_What the task requires_.
Return the records exactly, with nothing added.

━━ Data excerpts

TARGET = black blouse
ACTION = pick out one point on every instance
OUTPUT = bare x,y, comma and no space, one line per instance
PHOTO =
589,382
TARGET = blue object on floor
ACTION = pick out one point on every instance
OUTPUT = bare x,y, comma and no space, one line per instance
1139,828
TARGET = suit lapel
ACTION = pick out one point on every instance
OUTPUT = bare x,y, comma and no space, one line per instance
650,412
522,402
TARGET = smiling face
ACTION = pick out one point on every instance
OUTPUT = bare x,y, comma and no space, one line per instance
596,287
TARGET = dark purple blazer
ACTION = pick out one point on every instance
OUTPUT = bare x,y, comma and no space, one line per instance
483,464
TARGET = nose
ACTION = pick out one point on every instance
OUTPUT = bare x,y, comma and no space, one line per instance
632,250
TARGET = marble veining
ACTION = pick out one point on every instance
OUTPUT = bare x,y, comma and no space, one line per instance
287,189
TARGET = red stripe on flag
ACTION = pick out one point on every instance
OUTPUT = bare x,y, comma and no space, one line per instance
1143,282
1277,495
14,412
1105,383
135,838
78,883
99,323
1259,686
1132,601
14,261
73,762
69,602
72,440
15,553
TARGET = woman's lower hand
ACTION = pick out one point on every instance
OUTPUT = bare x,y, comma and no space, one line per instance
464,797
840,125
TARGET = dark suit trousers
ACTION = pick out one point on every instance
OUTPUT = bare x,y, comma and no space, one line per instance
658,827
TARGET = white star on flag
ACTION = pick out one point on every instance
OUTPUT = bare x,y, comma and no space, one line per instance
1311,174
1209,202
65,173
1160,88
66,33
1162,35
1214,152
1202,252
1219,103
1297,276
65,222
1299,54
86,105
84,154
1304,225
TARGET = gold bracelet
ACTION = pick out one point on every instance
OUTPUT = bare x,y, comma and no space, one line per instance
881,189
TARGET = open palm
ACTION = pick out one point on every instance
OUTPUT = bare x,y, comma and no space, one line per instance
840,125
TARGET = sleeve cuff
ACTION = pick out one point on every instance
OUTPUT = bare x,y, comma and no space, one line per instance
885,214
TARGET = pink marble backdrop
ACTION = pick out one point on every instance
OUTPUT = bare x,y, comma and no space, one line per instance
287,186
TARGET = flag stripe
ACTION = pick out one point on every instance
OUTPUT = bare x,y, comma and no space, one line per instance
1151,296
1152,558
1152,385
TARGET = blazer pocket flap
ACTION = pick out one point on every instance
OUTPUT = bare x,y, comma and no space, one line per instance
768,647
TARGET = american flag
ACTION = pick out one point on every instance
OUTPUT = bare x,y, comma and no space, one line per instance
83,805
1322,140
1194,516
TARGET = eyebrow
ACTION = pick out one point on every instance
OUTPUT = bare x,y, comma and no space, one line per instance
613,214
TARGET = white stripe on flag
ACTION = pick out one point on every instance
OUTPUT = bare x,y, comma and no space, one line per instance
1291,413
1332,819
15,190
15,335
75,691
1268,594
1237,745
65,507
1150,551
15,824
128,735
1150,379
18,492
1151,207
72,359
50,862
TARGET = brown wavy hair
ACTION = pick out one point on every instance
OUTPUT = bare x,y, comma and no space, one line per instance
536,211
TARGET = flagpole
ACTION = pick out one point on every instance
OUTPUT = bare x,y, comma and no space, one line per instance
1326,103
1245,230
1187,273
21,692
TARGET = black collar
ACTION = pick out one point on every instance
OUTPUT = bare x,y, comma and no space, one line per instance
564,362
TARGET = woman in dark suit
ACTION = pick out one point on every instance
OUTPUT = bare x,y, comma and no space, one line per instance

━━━━

_Finished task_.
TARGET = black blouse
ACTION = pick out one point on every instance
OUTPUT = bare x,y, comma and no space, one line per instance
PHOTO =
589,382
TARGET = blue object on floor
ACTION = pick out one point on every instance
OUTPUT = bare x,y, comma and no space, one line per instance
1139,828
TARGET = suit lapel
ACTION = pick out one point on every instance
OUTPUT = bare x,y, comma and no space, one line per instance
650,412
522,402
TARGET = smiling face
ACTION = pick out one point on every instance
OUTPUT = bare x,y, comma and no space, one line per instance
596,287
TARGET = dark purple blazer
ACTION = pick out one point on every instance
OUTPUT = bare x,y, comma and no space, one line per instance
483,464
TARGET = nose
ACTION = pick out one point on every instance
OUTPUT = bare x,y, comma and no space, one line per instance
632,250
TARGET = marble veining
ACTION = pick out one point on every instance
OUTPUT = bare x,y, comma and no space, one line per instance
287,189
TARGET = red stripe on flag
ACTION = pick out one point on every instance
OUTPUT = bare x,y, comma and no space, one line per instance
1143,282
1277,495
14,412
1105,383
135,838
78,883
99,323
1259,686
1132,601
14,261
73,762
69,602
72,440
15,553
TARGET = woman's lower hand
ACTION = pick out one point on every instance
OUTPUT = bare x,y, comma and no space, one line per instance
464,797
840,125
TARGET = dark suit trousers
ACTION = pick out one point on every instance
OUTPUT = bare x,y, comma and no space, one line per instance
658,827
TARGET = white star on flag
ACTION = pick out one point on every instance
OUTPUT = bare x,y, comma and no space, one line per instance
1311,174
1209,202
65,173
1160,88
66,33
1162,35
1214,152
1202,252
1219,103
1297,276
65,222
1299,54
86,105
84,154
1304,225
TARGET = gold bracelet
ACTION = pick out one point on every instance
OUTPUT = bare x,y, comma and no space, one line per instance
881,189
TARGET = open palm
ACTION = pick out one point on every instance
OUTPUT = bare x,y, comma and no space, one line per instance
840,125
TARGET = sleeve cuff
ACTION = pick out one point on every instance
OUTPUT = bare x,y, comma and no space, one line per instance
885,214
TARGET = pink marble backdrop
ACTION = pick out one point on every instance
OUTPUT = bare x,y, comma and no space, one line per instance
287,186
TARGET = flag stripe
ACTION = pick out one point on every instance
OUTPUT = bare x,y, comma and no space, one line per instance
1151,296
1152,558
1152,385
TARGET = blazer pocket flap
ACTION = pick out one point on every instance
OUTPUT = bare x,y, comma and no space, one line per instance
768,647
TARGET = american flag
ACTION = pick out one point on every instance
OUTPUT = bare x,y, comma and no space, one line per instance
83,805
1322,140
1194,516
TARGET = eyebrow
ACTION = pick out one point on every instance
OUTPUT = bare x,y, comma and no space, one line per instance
613,214
TARGET = white stripe on flag
ACTION = pick out one point on every instance
OUTPUT = bare x,y, comma and no space, one line per instance
1291,413
1332,819
15,190
15,335
75,691
1268,594
1237,745
65,507
1150,551
15,824
128,735
1150,379
18,492
1151,207
72,359
50,862
TARGET = brown wavy hair
ACTION = pick out one point on every instance
OUTPUT = bare x,y, comma and no space, one line per instance
536,211
TARGET = flagpole
ACTION = pick out one point on every instance
OUTPUT = bare x,y, comma and no space, one line per instance
1326,103
1245,230
1187,273
21,692
TARGET = black collar
ACTION = pick out one point on every instance
OUTPUT = bare x,y, comma and no space, one line per instance
564,362
TARGET = woman in dark suit
ACTION = pick out one point on every instance
OUTPUT = bare x,y, comma and no space, one line per instance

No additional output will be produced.